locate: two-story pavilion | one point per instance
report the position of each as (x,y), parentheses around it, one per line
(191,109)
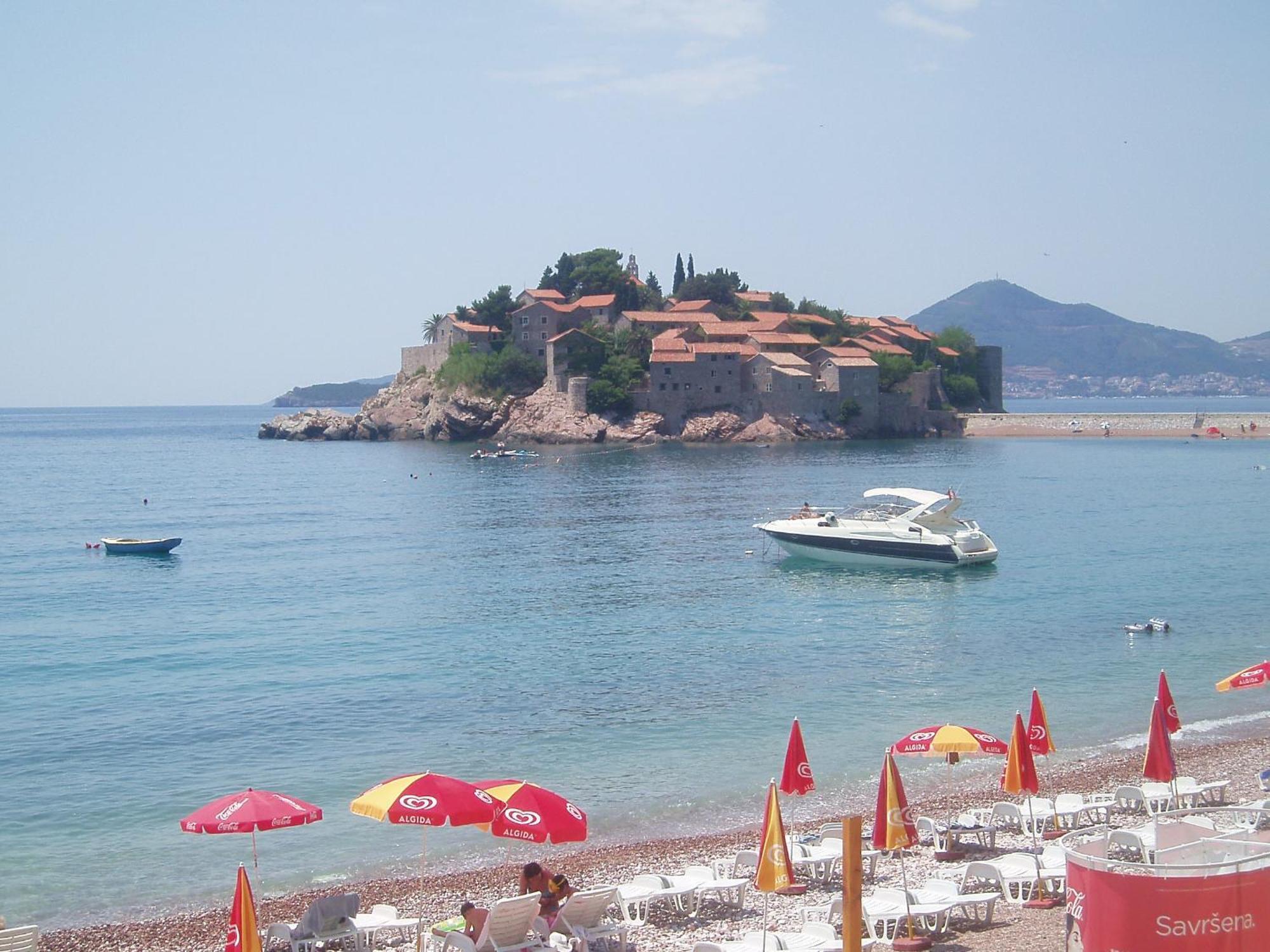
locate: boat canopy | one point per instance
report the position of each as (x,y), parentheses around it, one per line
(923,497)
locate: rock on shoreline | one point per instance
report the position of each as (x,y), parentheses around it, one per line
(417,409)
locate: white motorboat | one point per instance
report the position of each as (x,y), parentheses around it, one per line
(895,527)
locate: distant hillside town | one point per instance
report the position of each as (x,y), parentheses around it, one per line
(608,342)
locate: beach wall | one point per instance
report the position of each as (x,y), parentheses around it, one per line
(1122,425)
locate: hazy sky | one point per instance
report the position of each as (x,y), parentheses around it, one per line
(214,202)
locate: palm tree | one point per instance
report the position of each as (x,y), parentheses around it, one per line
(431,327)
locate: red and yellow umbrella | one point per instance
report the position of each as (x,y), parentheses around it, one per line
(426,800)
(1253,677)
(531,813)
(951,741)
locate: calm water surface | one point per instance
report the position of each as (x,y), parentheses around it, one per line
(594,625)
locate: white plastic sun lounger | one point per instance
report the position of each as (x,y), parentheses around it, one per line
(22,939)
(585,917)
(887,915)
(973,907)
(509,929)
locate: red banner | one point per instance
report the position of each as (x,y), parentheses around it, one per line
(1111,912)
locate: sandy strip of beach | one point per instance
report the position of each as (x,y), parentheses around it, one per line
(1013,929)
(1122,425)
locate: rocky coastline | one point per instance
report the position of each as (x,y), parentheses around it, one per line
(415,408)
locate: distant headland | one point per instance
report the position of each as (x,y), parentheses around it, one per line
(596,352)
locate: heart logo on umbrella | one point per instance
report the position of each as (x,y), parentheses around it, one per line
(410,803)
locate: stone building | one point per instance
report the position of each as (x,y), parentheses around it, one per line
(572,354)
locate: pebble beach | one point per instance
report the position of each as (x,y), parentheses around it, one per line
(1159,425)
(1013,929)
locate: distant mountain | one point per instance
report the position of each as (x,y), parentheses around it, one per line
(1258,346)
(1080,340)
(351,394)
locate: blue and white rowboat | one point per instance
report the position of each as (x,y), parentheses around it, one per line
(140,545)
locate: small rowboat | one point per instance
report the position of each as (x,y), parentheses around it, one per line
(140,545)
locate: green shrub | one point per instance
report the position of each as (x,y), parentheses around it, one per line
(962,389)
(893,370)
(509,371)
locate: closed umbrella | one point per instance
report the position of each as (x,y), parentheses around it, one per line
(895,831)
(426,800)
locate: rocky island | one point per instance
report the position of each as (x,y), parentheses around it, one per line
(596,355)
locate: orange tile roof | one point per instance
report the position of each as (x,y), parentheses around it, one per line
(772,338)
(575,331)
(812,319)
(737,329)
(877,348)
(716,347)
(836,351)
(596,301)
(681,321)
(784,360)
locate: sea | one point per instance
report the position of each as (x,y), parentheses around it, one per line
(604,621)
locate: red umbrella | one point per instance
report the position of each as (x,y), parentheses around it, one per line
(533,813)
(1038,728)
(248,812)
(797,779)
(1160,764)
(1166,699)
(1253,677)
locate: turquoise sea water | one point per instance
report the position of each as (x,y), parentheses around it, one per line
(594,625)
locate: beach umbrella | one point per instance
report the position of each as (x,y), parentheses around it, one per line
(1039,738)
(426,800)
(1166,699)
(797,777)
(951,742)
(1160,764)
(535,814)
(1019,779)
(243,935)
(248,812)
(1253,677)
(895,830)
(775,874)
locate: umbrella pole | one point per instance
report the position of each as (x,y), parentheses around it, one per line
(424,852)
(1041,883)
(904,879)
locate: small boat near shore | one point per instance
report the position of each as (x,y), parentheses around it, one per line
(504,455)
(140,546)
(897,527)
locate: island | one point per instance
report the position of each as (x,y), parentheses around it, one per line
(596,354)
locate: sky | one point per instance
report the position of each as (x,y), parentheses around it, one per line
(214,202)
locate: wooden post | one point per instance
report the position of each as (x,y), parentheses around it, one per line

----

[What the exercise asks] Working from the records above, write out verbatim only the lines from the line containing "locate: small boat" through the line containing "locate: sky | one point per instance".

[Output for this exercise]
locate: small boat near shore | one point per instance
report the position of each as (x,y), parentheses around it, one per line
(504,455)
(140,546)
(897,527)
locate: island | one point per instance
report the position of each as (x,y), parentheses around it, one per line
(596,354)
locate: sky | one point per instance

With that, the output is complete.